Data supplied →
•••
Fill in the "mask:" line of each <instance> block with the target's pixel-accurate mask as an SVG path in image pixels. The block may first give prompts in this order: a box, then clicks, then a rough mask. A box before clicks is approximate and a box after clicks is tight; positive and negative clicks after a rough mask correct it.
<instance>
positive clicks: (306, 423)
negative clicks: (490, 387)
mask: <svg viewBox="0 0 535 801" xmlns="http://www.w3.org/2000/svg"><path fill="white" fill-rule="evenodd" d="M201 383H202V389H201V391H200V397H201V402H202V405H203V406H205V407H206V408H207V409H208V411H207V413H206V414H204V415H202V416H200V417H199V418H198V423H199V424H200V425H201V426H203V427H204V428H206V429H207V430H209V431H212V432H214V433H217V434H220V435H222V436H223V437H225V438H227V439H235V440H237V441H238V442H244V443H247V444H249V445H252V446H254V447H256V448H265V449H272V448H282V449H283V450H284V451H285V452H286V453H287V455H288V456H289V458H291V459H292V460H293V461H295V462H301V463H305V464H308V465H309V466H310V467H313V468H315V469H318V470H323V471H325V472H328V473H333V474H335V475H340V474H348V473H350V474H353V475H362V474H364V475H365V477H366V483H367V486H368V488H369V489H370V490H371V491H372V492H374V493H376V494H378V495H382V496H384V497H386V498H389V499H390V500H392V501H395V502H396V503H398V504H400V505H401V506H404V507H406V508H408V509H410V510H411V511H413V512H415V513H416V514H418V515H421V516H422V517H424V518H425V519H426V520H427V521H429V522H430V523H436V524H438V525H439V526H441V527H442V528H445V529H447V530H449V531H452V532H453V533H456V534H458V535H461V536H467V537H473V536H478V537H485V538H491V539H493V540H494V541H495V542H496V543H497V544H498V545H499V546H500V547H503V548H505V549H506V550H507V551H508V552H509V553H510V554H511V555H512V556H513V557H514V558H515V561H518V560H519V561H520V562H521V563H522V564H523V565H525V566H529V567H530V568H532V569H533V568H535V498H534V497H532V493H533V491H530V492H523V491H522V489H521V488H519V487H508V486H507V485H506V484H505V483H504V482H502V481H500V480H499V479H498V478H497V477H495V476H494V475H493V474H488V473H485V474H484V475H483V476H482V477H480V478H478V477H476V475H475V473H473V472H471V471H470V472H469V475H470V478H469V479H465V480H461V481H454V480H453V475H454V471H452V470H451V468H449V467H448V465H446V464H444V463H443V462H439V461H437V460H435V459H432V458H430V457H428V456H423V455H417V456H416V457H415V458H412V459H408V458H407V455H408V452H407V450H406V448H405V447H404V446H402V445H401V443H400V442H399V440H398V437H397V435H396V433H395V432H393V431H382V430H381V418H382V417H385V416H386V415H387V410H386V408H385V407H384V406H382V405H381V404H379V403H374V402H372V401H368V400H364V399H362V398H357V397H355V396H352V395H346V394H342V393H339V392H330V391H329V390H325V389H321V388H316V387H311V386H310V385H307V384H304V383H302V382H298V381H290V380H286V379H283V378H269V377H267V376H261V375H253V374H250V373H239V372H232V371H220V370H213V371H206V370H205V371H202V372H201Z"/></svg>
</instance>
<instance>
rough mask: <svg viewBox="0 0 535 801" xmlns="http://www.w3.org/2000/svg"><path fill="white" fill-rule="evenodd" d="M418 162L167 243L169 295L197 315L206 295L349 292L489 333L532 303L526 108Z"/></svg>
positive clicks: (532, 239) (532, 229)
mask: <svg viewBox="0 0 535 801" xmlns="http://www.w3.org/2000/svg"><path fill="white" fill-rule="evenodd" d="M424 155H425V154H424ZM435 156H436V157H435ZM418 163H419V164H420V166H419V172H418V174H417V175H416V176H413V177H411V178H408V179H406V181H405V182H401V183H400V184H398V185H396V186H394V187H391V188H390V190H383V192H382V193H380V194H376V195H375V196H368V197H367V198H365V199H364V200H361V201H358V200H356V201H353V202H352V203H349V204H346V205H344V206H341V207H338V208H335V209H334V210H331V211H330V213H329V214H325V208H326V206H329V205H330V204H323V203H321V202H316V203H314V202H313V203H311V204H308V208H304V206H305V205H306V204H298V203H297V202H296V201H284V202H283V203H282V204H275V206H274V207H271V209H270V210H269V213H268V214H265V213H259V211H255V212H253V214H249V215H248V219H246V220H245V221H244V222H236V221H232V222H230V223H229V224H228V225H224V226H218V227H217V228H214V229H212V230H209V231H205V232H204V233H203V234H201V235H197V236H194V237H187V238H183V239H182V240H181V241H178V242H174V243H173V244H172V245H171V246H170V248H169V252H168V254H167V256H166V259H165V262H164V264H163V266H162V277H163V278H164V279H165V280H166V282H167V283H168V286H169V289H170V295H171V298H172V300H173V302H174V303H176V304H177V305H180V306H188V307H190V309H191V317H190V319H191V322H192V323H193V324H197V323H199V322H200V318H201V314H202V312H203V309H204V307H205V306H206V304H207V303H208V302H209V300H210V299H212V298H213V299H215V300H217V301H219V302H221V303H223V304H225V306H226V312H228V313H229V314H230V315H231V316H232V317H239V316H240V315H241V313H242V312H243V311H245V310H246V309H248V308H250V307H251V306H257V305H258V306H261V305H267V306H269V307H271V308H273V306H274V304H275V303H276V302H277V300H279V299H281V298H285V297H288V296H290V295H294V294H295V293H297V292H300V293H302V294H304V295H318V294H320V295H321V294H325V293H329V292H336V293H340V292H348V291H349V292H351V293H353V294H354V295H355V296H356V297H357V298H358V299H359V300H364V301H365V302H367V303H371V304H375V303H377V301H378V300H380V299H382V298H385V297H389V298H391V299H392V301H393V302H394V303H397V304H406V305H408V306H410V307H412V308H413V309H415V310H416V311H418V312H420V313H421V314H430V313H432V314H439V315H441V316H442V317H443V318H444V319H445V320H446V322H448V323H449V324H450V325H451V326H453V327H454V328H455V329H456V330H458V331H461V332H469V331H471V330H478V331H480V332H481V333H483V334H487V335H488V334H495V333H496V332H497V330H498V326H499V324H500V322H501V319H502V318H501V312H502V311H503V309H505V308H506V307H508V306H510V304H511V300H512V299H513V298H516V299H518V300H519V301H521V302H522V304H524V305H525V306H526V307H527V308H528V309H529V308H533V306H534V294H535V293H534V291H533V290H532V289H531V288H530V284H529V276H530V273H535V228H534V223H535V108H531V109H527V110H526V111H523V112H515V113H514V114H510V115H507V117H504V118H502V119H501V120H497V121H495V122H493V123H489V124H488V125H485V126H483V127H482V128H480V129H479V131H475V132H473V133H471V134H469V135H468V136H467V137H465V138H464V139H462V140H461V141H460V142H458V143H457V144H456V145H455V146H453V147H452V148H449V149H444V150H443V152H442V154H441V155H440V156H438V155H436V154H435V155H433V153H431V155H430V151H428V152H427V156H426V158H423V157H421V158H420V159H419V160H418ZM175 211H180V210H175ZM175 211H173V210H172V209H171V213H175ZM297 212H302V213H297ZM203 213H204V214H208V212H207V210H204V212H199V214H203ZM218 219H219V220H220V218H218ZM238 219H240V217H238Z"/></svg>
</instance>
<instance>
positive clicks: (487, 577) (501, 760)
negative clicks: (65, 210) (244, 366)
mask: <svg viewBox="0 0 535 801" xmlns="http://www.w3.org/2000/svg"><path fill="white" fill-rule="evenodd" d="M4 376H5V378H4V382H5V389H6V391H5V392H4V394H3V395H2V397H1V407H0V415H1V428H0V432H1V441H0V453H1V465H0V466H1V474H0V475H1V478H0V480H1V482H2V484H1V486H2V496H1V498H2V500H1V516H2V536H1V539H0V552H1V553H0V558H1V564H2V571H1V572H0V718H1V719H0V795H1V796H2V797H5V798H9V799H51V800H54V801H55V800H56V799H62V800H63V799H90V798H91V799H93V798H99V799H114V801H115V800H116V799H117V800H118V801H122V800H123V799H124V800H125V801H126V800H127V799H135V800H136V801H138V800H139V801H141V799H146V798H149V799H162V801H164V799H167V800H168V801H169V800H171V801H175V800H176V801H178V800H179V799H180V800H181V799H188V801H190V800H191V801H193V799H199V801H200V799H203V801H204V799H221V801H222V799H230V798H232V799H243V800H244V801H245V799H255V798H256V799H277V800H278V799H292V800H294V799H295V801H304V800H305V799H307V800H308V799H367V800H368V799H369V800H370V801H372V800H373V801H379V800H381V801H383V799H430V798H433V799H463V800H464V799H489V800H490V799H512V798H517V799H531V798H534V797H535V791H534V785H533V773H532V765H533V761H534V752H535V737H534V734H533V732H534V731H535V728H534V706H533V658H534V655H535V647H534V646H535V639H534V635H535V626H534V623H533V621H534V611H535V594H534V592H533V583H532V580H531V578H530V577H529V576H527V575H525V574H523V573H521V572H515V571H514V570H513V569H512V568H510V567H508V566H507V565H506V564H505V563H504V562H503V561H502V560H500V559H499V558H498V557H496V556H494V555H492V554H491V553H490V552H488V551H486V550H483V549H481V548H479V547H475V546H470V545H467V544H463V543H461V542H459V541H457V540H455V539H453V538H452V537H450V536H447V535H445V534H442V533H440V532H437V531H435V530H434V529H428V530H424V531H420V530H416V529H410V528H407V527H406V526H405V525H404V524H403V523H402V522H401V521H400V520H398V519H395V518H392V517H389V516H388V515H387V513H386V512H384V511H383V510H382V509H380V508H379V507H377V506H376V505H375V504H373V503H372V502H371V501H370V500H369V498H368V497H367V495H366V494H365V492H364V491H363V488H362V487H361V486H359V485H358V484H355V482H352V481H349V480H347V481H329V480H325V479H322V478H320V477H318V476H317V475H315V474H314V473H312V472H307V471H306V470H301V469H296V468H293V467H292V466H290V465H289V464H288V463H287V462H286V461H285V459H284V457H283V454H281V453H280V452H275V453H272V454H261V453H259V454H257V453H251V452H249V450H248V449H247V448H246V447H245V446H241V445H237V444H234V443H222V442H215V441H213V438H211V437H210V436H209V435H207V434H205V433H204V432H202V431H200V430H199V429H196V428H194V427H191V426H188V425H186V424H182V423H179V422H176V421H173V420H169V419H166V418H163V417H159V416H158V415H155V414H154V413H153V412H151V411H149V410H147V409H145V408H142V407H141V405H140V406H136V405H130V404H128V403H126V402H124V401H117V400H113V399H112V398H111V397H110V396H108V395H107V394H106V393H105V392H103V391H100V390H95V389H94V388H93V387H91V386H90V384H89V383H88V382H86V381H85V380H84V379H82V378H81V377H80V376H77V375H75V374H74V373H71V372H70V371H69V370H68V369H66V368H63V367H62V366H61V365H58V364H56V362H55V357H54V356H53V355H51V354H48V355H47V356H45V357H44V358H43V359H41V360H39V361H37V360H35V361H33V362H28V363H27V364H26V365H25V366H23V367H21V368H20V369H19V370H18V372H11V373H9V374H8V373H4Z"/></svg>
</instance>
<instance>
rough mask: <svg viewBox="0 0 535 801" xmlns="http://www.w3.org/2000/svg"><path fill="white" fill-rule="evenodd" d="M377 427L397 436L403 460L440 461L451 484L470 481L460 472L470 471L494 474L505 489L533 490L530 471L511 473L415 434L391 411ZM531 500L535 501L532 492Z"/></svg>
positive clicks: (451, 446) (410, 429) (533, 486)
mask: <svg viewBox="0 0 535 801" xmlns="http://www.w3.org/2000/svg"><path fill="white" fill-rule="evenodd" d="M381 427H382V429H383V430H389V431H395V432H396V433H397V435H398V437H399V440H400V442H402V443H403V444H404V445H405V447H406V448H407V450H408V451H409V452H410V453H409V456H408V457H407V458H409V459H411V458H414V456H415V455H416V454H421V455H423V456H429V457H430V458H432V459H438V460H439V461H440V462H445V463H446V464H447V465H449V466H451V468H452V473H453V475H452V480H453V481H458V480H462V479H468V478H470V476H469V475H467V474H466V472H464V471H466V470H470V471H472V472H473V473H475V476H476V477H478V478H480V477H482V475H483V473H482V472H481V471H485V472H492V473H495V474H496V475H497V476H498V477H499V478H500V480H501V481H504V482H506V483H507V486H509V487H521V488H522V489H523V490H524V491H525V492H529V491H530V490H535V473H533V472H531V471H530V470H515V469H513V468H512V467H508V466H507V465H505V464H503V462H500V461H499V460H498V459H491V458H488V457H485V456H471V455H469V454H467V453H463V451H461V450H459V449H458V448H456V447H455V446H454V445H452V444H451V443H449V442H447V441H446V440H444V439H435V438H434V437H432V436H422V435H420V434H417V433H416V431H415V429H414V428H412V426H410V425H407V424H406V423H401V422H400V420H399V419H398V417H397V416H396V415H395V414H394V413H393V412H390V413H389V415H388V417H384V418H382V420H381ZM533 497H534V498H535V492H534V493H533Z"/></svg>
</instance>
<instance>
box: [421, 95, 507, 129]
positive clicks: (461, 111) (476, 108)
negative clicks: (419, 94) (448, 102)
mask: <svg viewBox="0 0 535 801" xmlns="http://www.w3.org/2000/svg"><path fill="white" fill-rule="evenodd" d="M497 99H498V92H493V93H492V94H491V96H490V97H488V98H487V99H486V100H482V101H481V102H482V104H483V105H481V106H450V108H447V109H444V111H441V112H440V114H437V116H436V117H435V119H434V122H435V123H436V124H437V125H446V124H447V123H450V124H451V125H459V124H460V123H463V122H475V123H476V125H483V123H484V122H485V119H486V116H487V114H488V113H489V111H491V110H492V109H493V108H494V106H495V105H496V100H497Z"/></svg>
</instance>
•••
Your assignment →
Your answer is the line containing "negative clicks: (419, 94) (448, 102)" plus every line after it through the end of the entries, given again exactly and alone.

Response area →
negative clicks: (419, 94) (448, 102)
mask: <svg viewBox="0 0 535 801" xmlns="http://www.w3.org/2000/svg"><path fill="white" fill-rule="evenodd" d="M497 99H498V92H493V93H492V94H491V96H490V97H488V98H487V99H486V100H482V101H481V102H482V104H483V105H481V106H450V108H447V109H444V111H441V112H440V114H437V116H436V117H435V119H434V122H435V123H436V124H437V125H446V124H447V123H450V124H451V125H459V124H460V123H463V122H475V123H476V125H483V123H484V122H485V119H486V116H487V114H488V113H489V111H491V110H492V109H493V108H494V106H495V105H496V100H497Z"/></svg>
</instance>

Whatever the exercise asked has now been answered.